▶ **Stored data**:
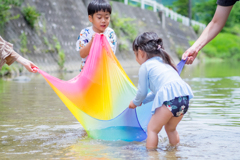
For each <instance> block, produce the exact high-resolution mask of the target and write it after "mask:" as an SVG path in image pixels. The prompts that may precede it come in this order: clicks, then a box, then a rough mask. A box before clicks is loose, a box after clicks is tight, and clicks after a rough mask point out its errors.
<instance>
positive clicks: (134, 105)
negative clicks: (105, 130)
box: [128, 101, 137, 109]
mask: <svg viewBox="0 0 240 160" xmlns="http://www.w3.org/2000/svg"><path fill="white" fill-rule="evenodd" d="M128 107H129V108H131V109H135V108H136V107H137V106H136V105H135V104H134V103H133V101H131V102H130V104H129V106H128Z"/></svg>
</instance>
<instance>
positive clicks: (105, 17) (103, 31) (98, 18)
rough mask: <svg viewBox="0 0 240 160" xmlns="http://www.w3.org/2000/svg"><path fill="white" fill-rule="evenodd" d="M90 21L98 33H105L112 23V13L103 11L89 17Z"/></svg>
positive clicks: (94, 29)
mask: <svg viewBox="0 0 240 160" xmlns="http://www.w3.org/2000/svg"><path fill="white" fill-rule="evenodd" d="M88 19H89V21H90V22H91V23H92V24H93V30H94V31H95V32H97V33H103V32H104V31H105V29H106V28H107V27H108V25H109V22H110V13H109V12H104V11H103V10H101V11H98V12H96V13H94V14H93V16H91V15H89V16H88Z"/></svg>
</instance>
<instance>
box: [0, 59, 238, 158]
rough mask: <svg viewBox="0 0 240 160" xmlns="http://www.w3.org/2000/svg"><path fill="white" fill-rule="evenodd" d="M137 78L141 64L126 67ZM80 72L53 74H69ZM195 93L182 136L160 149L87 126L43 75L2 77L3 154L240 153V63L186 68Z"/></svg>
mask: <svg viewBox="0 0 240 160" xmlns="http://www.w3.org/2000/svg"><path fill="white" fill-rule="evenodd" d="M125 70H126V72H127V74H128V75H129V77H130V78H131V79H132V81H133V82H134V83H135V84H137V81H138V79H137V78H138V77H137V72H138V71H137V70H138V69H137V68H135V69H134V68H131V69H128V68H126V69H125ZM77 74H78V73H77V72H75V73H71V74H53V75H54V76H56V77H59V78H61V79H65V80H68V79H70V78H72V77H74V76H76V75H77ZM182 77H183V78H184V80H185V81H186V82H187V83H189V85H190V86H191V87H192V89H193V91H194V94H195V97H194V99H193V100H191V105H190V109H189V111H188V112H187V114H186V115H185V117H184V118H183V120H182V122H181V123H180V124H179V126H178V131H179V135H180V139H181V142H180V144H179V146H177V147H176V148H172V147H170V146H169V145H168V139H167V136H166V134H165V131H164V130H163V131H161V133H160V135H159V137H160V143H159V148H158V149H157V151H146V149H145V142H123V141H115V142H110V141H101V140H94V139H90V138H88V137H87V135H86V132H85V131H84V129H83V127H82V126H81V125H80V124H79V123H78V121H77V120H76V119H75V118H74V116H73V115H72V114H71V113H70V111H69V110H68V109H67V107H65V105H64V104H63V103H62V101H61V100H60V99H59V98H58V96H57V95H56V94H55V92H54V91H53V90H52V89H51V88H50V86H49V85H48V84H47V83H46V81H45V80H44V79H43V77H42V76H41V75H38V74H34V75H31V76H30V78H31V81H29V82H26V83H19V82H16V81H12V80H11V79H9V78H2V79H0V159H23V160H26V159H101V160H102V159H143V160H144V159H170V160H171V159H172V160H174V159H197V160H199V159H236V160H237V159H240V152H239V144H240V134H239V132H240V64H238V63H207V64H203V63H202V64H200V65H198V66H196V67H187V68H185V69H184V71H183V73H182Z"/></svg>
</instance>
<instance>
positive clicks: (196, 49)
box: [182, 46, 198, 64]
mask: <svg viewBox="0 0 240 160" xmlns="http://www.w3.org/2000/svg"><path fill="white" fill-rule="evenodd" d="M197 54H198V51H197V49H196V48H194V47H193V46H192V47H190V48H189V49H188V50H186V51H185V52H184V53H183V55H182V59H183V60H186V58H188V59H187V62H186V64H192V63H193V61H194V60H195V58H196V57H197Z"/></svg>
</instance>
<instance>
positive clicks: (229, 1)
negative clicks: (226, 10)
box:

▶ **What to produce**:
The expected output is every record above, copied exactly, without pictures.

▶ **Result below**:
For each <instance> block, produce the exact high-resolution mask of the target and write it after "mask:" as an SVG path in image pixels. The prompts that may precede it come in this order: clicks, then a box, then a rough mask. A box before clicks is loose, a box after clicks is tight, and clicks after a rough mask point out its errors.
<instance>
positive clicks: (134, 105)
negative clicks: (105, 130)
box: [128, 101, 137, 109]
mask: <svg viewBox="0 0 240 160" xmlns="http://www.w3.org/2000/svg"><path fill="white" fill-rule="evenodd" d="M128 107H129V108H131V109H135V108H136V107H137V106H136V105H135V104H134V103H133V101H131V102H130V104H129V106H128Z"/></svg>
</instance>
<instance>
positive clicks: (105, 17) (103, 31) (98, 18)
rough mask: <svg viewBox="0 0 240 160" xmlns="http://www.w3.org/2000/svg"><path fill="white" fill-rule="evenodd" d="M90 21L98 33H105L112 23V13L103 11L89 17Z"/></svg>
positive clicks: (94, 29)
mask: <svg viewBox="0 0 240 160" xmlns="http://www.w3.org/2000/svg"><path fill="white" fill-rule="evenodd" d="M88 19H89V21H90V22H91V23H92V24H93V30H94V31H95V32H97V33H103V32H104V31H105V29H106V28H107V27H108V25H109V22H110V13H109V12H104V11H103V10H101V11H98V12H96V13H94V14H93V16H91V15H89V16H88Z"/></svg>
</instance>
<instance>
box: [0, 59, 238, 158]
rough mask: <svg viewBox="0 0 240 160" xmlns="http://www.w3.org/2000/svg"><path fill="white" fill-rule="evenodd" d="M137 78L141 64L126 67ZM80 72L53 74H69ZM195 93L182 136L160 149L87 126L43 75L2 77L3 154L240 153V63L186 68Z"/></svg>
mask: <svg viewBox="0 0 240 160" xmlns="http://www.w3.org/2000/svg"><path fill="white" fill-rule="evenodd" d="M125 70H126V72H127V74H128V75H129V77H130V78H131V79H132V81H133V82H134V83H135V84H137V81H138V79H137V78H138V77H137V72H138V71H137V70H138V69H137V68H135V69H134V68H131V69H128V68H126V69H125ZM77 74H78V73H77V72H75V73H71V74H53V75H54V76H56V77H59V78H61V79H65V80H68V79H70V78H72V77H74V76H76V75H77ZM182 77H183V78H184V80H185V81H186V82H187V83H189V85H190V86H191V87H192V89H193V91H194V94H195V97H194V99H193V100H191V105H190V109H189V111H188V112H187V114H186V115H185V117H184V118H183V120H182V122H181V123H180V124H179V126H178V131H179V135H180V139H181V142H180V144H179V146H177V147H176V148H172V147H170V146H169V145H168V139H167V136H166V134H165V131H164V130H163V131H161V133H160V135H159V137H160V143H159V148H158V149H157V151H146V149H145V142H123V141H115V142H110V141H101V140H94V139H90V138H88V137H87V135H86V132H85V131H84V129H83V127H82V126H81V125H80V124H79V123H78V121H77V120H76V119H75V118H74V116H73V115H72V114H71V113H70V111H69V110H68V109H67V107H65V105H64V104H63V103H62V101H61V100H60V99H59V98H58V96H57V95H56V94H55V92H54V91H53V90H52V89H51V88H50V86H49V85H48V84H47V83H46V81H45V80H44V79H43V77H42V76H41V75H38V74H34V75H31V76H30V78H31V81H29V82H26V83H19V82H16V81H12V80H11V79H9V78H2V79H0V159H23V160H26V159H101V160H102V159H143V160H144V159H170V160H171V159H172V160H174V159H197V160H199V159H236V160H237V159H240V152H239V144H240V134H239V132H240V64H238V63H207V64H203V63H202V64H200V65H198V66H196V67H187V68H185V69H184V71H183V73H182Z"/></svg>
</instance>
<instance>
positive clicks: (196, 49)
box: [182, 46, 198, 64]
mask: <svg viewBox="0 0 240 160" xmlns="http://www.w3.org/2000/svg"><path fill="white" fill-rule="evenodd" d="M197 54H198V51H197V49H196V48H194V47H193V46H192V47H190V48H189V49H188V50H186V51H185V52H184V53H183V55H182V59H183V60H186V58H188V59H187V62H186V64H192V63H193V61H194V60H195V58H196V57H197Z"/></svg>
</instance>
<instance>
positive clicks: (229, 1)
negative clicks: (226, 10)
box:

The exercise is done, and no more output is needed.